◆ WHAT THIS TASK INVOLVES ◆
Rewrite only the rows below, starting with the row that contains "wooden deck stair" and going on through the row that contains "<point>524,70</point>". Swap "Annotation guideline" for "Labeling rule" and leave everything else as it is.

◆ INPUT DATA ◆
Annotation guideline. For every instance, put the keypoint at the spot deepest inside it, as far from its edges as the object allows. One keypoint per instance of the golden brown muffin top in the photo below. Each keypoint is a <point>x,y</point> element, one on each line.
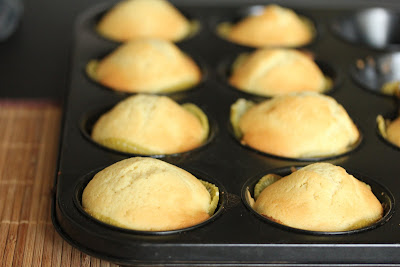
<point>297,125</point>
<point>133,19</point>
<point>149,124</point>
<point>275,26</point>
<point>270,72</point>
<point>146,194</point>
<point>146,66</point>
<point>320,197</point>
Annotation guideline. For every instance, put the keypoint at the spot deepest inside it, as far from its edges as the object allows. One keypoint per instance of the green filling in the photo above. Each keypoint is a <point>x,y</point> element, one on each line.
<point>391,88</point>
<point>264,182</point>
<point>240,107</point>
<point>211,188</point>
<point>214,193</point>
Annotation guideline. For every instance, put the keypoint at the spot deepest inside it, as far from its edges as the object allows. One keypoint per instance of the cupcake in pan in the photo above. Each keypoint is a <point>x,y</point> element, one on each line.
<point>147,194</point>
<point>389,129</point>
<point>269,72</point>
<point>297,125</point>
<point>133,19</point>
<point>152,125</point>
<point>318,197</point>
<point>273,26</point>
<point>146,66</point>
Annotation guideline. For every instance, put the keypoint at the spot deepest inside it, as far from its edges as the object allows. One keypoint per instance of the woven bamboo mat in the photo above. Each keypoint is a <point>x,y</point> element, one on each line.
<point>29,135</point>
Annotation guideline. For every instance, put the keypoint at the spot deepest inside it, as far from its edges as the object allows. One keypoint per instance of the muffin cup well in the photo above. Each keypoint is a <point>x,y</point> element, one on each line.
<point>89,119</point>
<point>84,180</point>
<point>329,70</point>
<point>371,27</point>
<point>381,192</point>
<point>241,13</point>
<point>374,72</point>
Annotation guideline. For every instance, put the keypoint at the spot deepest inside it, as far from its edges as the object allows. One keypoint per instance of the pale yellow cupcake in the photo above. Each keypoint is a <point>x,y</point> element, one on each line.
<point>320,197</point>
<point>151,125</point>
<point>149,195</point>
<point>296,125</point>
<point>146,66</point>
<point>274,26</point>
<point>133,19</point>
<point>270,72</point>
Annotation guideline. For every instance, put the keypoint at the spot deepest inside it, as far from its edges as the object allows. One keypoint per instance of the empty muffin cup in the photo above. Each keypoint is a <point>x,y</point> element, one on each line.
<point>371,27</point>
<point>378,74</point>
<point>135,182</point>
<point>254,186</point>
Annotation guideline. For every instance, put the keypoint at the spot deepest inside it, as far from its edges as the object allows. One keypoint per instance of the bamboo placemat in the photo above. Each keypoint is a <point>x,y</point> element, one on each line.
<point>29,138</point>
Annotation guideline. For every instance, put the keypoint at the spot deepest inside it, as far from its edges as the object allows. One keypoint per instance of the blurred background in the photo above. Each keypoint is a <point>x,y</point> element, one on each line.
<point>34,60</point>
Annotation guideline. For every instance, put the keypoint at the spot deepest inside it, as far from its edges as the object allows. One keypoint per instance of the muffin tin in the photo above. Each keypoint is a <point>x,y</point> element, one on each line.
<point>235,235</point>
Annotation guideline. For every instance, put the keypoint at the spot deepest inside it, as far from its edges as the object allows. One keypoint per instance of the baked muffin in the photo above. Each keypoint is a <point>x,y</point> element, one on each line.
<point>149,195</point>
<point>274,26</point>
<point>146,66</point>
<point>133,19</point>
<point>296,125</point>
<point>390,130</point>
<point>270,72</point>
<point>151,125</point>
<point>320,197</point>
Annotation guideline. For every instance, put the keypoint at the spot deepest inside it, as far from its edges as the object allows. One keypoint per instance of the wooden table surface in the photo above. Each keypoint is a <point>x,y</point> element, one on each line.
<point>29,136</point>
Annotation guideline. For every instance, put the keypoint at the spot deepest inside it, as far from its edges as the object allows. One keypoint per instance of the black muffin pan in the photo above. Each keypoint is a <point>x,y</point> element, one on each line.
<point>350,44</point>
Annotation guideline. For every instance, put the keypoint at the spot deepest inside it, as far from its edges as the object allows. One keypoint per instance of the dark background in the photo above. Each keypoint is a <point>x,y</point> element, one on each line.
<point>34,61</point>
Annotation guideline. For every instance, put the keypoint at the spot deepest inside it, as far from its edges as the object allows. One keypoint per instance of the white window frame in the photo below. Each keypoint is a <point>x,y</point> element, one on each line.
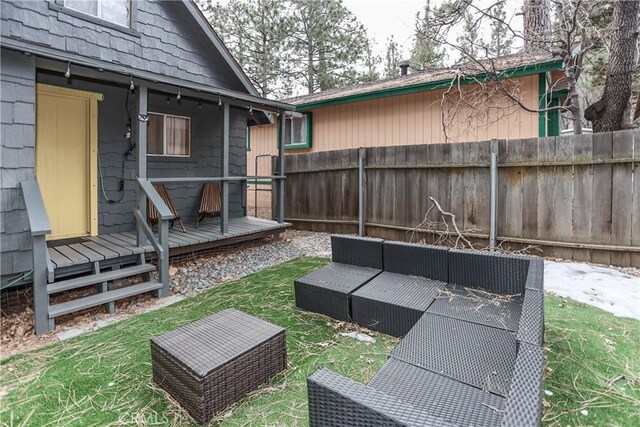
<point>99,15</point>
<point>164,136</point>
<point>305,125</point>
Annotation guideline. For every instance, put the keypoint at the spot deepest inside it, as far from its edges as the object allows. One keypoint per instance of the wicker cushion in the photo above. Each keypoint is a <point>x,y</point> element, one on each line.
<point>392,303</point>
<point>477,355</point>
<point>474,305</point>
<point>458,403</point>
<point>328,289</point>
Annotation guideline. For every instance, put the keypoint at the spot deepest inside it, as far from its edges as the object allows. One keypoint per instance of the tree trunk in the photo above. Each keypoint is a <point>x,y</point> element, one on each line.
<point>607,114</point>
<point>311,72</point>
<point>536,26</point>
<point>574,98</point>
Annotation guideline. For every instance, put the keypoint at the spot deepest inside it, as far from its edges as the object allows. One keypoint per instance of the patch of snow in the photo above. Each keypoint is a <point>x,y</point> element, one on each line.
<point>606,288</point>
<point>359,336</point>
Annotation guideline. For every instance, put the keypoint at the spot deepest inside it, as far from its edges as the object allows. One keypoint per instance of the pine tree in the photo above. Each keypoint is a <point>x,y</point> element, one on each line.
<point>371,62</point>
<point>392,57</point>
<point>255,32</point>
<point>426,53</point>
<point>326,45</point>
<point>501,38</point>
<point>468,41</point>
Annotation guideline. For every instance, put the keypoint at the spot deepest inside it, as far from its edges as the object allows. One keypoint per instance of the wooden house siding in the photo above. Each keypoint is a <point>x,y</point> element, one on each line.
<point>408,120</point>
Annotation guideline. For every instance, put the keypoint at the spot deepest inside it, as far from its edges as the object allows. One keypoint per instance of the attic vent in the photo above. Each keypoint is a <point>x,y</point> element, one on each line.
<point>404,67</point>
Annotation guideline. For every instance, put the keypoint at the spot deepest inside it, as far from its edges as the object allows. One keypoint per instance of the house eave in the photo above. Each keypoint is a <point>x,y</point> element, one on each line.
<point>199,17</point>
<point>520,71</point>
<point>229,95</point>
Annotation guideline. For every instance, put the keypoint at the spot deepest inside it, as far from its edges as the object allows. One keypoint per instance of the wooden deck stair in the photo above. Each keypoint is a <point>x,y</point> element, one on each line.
<point>102,298</point>
<point>102,279</point>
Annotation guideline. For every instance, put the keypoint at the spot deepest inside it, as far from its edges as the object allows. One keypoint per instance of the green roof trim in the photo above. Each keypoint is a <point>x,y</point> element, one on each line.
<point>542,103</point>
<point>524,70</point>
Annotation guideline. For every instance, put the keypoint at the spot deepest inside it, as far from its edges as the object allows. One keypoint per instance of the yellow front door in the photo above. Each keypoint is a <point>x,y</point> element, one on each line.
<point>66,159</point>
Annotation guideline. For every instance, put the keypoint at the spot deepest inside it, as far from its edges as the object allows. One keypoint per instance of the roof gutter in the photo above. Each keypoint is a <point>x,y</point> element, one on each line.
<point>230,96</point>
<point>514,72</point>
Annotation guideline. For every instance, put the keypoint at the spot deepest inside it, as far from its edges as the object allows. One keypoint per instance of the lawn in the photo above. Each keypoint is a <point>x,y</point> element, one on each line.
<point>104,377</point>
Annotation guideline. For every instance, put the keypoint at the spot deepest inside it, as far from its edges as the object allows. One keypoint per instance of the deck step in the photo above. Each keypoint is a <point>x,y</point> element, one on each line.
<point>93,279</point>
<point>102,298</point>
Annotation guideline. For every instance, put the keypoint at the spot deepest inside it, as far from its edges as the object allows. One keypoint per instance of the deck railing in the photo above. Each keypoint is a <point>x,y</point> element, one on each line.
<point>42,266</point>
<point>161,243</point>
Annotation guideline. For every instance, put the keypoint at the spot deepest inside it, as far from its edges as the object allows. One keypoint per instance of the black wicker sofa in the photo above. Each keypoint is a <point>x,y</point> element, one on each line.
<point>472,325</point>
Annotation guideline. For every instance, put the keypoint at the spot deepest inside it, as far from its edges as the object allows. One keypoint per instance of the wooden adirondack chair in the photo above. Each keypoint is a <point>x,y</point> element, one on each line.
<point>210,203</point>
<point>152,212</point>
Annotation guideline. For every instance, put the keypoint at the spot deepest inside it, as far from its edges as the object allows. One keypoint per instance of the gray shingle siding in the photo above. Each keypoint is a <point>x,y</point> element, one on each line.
<point>17,142</point>
<point>169,40</point>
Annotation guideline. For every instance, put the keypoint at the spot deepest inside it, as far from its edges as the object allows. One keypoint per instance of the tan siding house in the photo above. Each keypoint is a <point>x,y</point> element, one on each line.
<point>423,108</point>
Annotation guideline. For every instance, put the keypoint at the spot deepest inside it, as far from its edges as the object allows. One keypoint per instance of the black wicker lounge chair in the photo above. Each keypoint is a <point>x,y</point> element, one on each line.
<point>472,354</point>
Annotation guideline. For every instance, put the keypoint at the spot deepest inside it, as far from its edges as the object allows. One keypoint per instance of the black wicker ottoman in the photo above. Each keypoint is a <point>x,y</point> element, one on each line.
<point>209,364</point>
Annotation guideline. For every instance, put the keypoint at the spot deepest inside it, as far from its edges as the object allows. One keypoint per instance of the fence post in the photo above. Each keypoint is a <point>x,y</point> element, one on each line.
<point>494,194</point>
<point>362,190</point>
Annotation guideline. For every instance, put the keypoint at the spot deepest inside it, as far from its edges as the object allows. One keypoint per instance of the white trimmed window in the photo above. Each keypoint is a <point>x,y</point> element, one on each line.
<point>298,131</point>
<point>116,11</point>
<point>168,135</point>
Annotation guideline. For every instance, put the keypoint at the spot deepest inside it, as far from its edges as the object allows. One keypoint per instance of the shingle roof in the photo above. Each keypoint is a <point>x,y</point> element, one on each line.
<point>493,65</point>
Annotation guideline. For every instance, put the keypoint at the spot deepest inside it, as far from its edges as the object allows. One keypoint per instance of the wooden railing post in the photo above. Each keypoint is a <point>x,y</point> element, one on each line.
<point>224,215</point>
<point>40,227</point>
<point>280,182</point>
<point>40,295</point>
<point>142,157</point>
<point>163,258</point>
<point>362,190</point>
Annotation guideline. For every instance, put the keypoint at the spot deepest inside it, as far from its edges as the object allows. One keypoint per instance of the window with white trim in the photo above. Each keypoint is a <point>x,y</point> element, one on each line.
<point>168,135</point>
<point>116,11</point>
<point>297,132</point>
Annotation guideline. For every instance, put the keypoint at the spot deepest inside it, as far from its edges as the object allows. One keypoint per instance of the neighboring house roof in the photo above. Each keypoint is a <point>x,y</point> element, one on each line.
<point>507,66</point>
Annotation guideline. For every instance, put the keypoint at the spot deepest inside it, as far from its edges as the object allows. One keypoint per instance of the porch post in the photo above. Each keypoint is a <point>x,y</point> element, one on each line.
<point>282,124</point>
<point>224,215</point>
<point>142,158</point>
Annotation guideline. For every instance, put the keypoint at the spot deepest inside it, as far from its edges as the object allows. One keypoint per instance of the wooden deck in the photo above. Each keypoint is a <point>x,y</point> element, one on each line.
<point>120,245</point>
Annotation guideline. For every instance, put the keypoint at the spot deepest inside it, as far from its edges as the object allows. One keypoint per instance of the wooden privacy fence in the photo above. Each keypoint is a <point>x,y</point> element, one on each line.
<point>573,196</point>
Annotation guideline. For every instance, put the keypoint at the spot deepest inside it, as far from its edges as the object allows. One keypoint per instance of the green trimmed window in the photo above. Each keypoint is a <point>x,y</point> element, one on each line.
<point>298,133</point>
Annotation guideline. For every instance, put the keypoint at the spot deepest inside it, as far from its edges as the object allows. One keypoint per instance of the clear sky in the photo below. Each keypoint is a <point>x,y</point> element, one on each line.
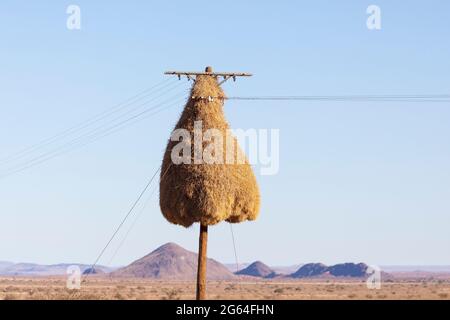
<point>357,182</point>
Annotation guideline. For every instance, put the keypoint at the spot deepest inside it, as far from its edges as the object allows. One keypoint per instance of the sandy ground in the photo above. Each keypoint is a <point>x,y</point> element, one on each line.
<point>105,288</point>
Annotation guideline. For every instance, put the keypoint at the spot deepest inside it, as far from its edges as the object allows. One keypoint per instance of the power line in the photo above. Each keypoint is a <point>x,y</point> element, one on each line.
<point>92,136</point>
<point>375,98</point>
<point>125,218</point>
<point>136,219</point>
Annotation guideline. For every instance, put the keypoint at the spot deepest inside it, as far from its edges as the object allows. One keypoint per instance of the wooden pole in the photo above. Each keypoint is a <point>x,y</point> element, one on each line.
<point>201,267</point>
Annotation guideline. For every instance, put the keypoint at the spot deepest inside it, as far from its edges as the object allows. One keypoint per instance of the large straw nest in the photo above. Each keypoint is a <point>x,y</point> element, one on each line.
<point>207,193</point>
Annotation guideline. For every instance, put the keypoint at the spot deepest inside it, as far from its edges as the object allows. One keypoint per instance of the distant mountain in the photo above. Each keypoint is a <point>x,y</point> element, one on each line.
<point>277,269</point>
<point>171,261</point>
<point>95,270</point>
<point>348,270</point>
<point>338,270</point>
<point>257,269</point>
<point>310,270</point>
<point>33,269</point>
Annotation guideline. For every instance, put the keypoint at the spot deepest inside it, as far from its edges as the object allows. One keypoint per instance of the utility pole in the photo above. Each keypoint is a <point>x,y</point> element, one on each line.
<point>203,237</point>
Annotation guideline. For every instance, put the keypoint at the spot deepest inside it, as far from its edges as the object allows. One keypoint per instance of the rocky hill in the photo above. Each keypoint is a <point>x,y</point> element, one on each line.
<point>338,270</point>
<point>257,269</point>
<point>171,261</point>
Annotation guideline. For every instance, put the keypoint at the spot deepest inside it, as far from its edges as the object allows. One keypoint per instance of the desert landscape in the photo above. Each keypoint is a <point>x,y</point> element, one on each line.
<point>50,288</point>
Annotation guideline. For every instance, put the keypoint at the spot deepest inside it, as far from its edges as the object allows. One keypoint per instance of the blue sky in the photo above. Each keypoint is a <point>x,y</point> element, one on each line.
<point>358,181</point>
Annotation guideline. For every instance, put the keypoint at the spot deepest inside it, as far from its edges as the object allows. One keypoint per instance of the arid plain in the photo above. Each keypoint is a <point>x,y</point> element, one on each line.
<point>103,287</point>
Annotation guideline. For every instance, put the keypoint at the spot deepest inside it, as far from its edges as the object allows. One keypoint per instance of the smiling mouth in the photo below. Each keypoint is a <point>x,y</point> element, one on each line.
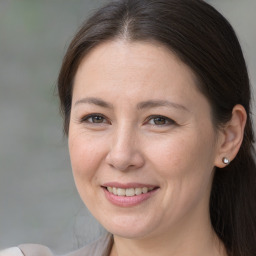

◆ ANSWER TO THE TASK ◆
Labeling rule. For every instance, put the keypoint at the spot deepest inside it, as far from its edges as the object allows. One keypoint per instance of the wooden deck stair in the photo above. Each keypoint is a <point>x,y</point> element, one on each line.
<point>102,298</point>
<point>102,279</point>
Labeling rule. For every instance, put the keypoint at the spot deepest inside it, as far from its edges as the object allows. One keypoint per instance of the green roof trim in the photo above. Each keypoint is a <point>x,y</point> element, one on each line.
<point>542,103</point>
<point>524,70</point>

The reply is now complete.